--- Excerpt Enclosed Below ---
In the summer of 1946, Bill Clinton, George W. Bush, and Donald Trump were all born. The planet may never recover.
The Greatest Generation and the Silent Generation defeated fascism, built the interstate highway system, and most of our modern infrastructure. They electrified Appalachia, ended Southern Jim Crow de jure segregation, rebuilt a third of the planet via the Marshall Plan, and artfully avoided vaporizing the planet in a nuclear holocaust in the Cold War.
In contrast, the Boomers still can’t get over Vietnam.
--- End of Enclosed Excerpt ---
[Work instruction A]
Copy the Boomers passage, beginning at the words "The Greatest Generation" and stopping after "get over Vietnam.", and swap "Marshall Plan" for "European Recovery Program".
[Work instruction B]
Carry the Boomers passage on from its last sentence.
The material after this point is separate from the Boomers passage.
--- Material shown Enclosed Below ---
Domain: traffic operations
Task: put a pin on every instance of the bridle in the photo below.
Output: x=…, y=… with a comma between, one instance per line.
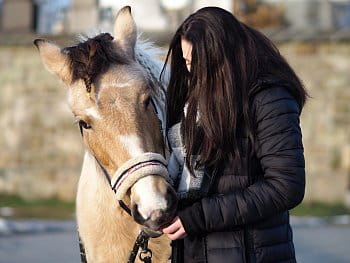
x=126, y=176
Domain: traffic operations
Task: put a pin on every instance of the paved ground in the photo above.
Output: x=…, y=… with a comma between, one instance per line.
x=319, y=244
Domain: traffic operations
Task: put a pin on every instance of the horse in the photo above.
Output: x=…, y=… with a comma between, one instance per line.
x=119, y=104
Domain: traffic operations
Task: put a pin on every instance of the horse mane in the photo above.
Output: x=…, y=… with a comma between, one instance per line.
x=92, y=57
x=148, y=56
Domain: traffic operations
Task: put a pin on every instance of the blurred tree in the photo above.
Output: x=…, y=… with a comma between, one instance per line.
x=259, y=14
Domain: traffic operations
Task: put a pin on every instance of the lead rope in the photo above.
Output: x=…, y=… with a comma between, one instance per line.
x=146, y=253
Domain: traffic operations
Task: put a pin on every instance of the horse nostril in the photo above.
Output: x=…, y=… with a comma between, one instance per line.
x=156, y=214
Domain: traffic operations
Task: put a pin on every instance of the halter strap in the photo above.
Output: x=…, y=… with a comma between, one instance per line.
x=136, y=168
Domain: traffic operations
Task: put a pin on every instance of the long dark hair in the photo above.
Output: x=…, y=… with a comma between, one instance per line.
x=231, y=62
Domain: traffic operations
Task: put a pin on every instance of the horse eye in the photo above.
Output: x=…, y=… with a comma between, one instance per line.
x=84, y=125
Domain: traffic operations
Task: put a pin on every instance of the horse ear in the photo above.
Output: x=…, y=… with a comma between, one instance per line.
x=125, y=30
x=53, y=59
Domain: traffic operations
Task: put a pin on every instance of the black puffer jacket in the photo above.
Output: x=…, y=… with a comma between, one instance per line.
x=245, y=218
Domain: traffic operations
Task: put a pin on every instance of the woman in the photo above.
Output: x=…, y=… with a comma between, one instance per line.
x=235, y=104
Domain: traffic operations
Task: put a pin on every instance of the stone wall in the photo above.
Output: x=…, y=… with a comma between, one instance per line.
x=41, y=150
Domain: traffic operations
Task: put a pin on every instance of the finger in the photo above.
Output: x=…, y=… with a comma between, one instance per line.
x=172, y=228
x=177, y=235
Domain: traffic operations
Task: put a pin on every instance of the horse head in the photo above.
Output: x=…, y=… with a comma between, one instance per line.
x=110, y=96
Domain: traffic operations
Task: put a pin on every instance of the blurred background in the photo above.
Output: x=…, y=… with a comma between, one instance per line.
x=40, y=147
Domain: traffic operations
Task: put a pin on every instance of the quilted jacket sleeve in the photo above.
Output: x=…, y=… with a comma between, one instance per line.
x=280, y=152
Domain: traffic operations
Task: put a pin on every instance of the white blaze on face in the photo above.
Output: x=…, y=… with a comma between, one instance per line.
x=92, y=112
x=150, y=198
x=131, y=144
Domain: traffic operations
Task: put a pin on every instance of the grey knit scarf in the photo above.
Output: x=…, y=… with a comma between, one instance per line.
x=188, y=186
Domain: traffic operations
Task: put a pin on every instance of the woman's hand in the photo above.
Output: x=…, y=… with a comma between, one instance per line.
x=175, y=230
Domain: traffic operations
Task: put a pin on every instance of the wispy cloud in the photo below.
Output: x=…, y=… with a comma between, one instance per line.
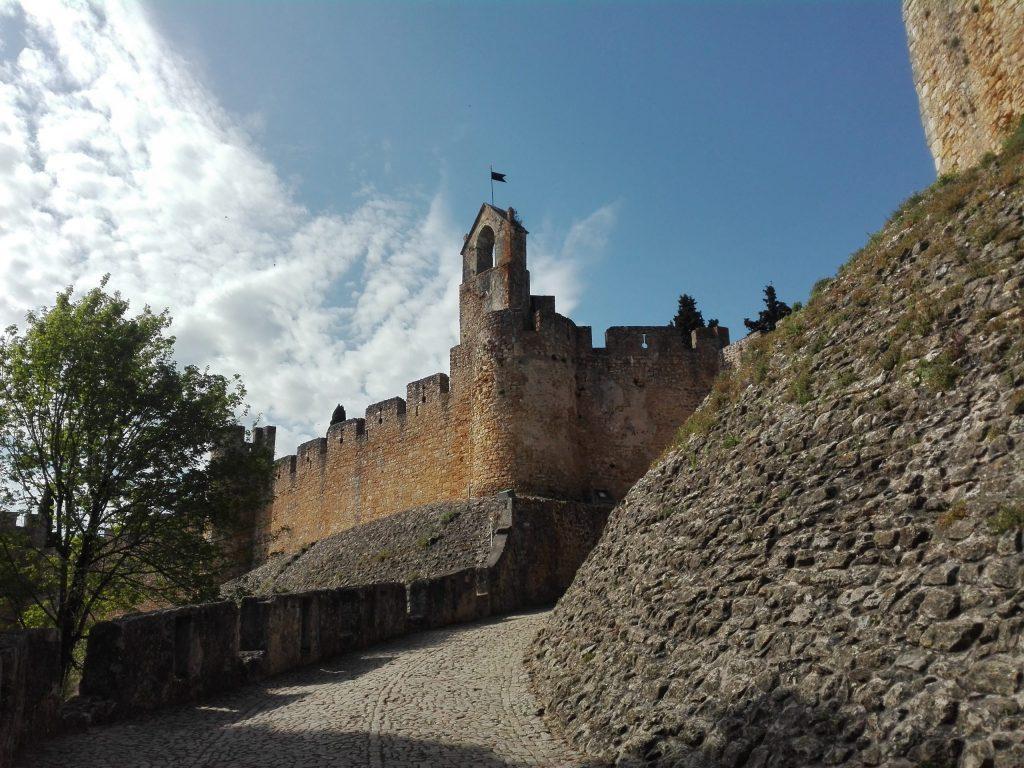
--- End of Enclosed Material shown ---
[Task answer A]
The Greatest Generation and the Silent Generation defeated fascism, built the interstate highway system, and most of our modern infrastructure. They electrified Appalachia, ended Southern Jim Crow de jure segregation, rebuilt a third of the planet via the European Recovery Program, and artfully avoided vaporizing the planet in a nuclear holocaust in the Cold War.
In contrast, the Boomers still can’t get over Vietnam.

[Task answer B]
I was born in 1979, the tail end of Generation X and Boomers have dominated American politics my entire adult life. They’ve waged a pointless, polarizing, five decade long culture war. Boomers wasted billions in a racist and classist war on drugs that has militarized local law enforcement, and fueled mass incarceration. They’ve delayed maintenance on the infrastructure they inherited to the point that bridges are literally falling down and our rail system falls somewhere between Poland and Morrocco’s. They have poisoned our politics through congressional gerrymandering, corporate media consolidation, and dumbed-down-cable news-soundbite politics. Most damaging, they killed the idea of “Americans as Citizens” -- people with a sense of shared obligation and ushered in the period of “Americans as Taxpayers” -- atomized, lone wolves with no appreciation of history, civics nor the common good.
The evidence of decline is all around us. Our most beautiful and important bridges and infrastructure were all built decades ago. I recently returned from a trip to Eastern Washington where I visited the Grand Coulee and Chief Joseph Dams. While standing in their respective visitors’ centers, I realized that they, like almost every Park Service or Interior Department facility that I’ve visited, are frozen in amber relics from the 1980s. This is about the time Congress started taking a hatchet to the non-defense discretionary budget in order to pay for endless waves of tax cuts for Boomers.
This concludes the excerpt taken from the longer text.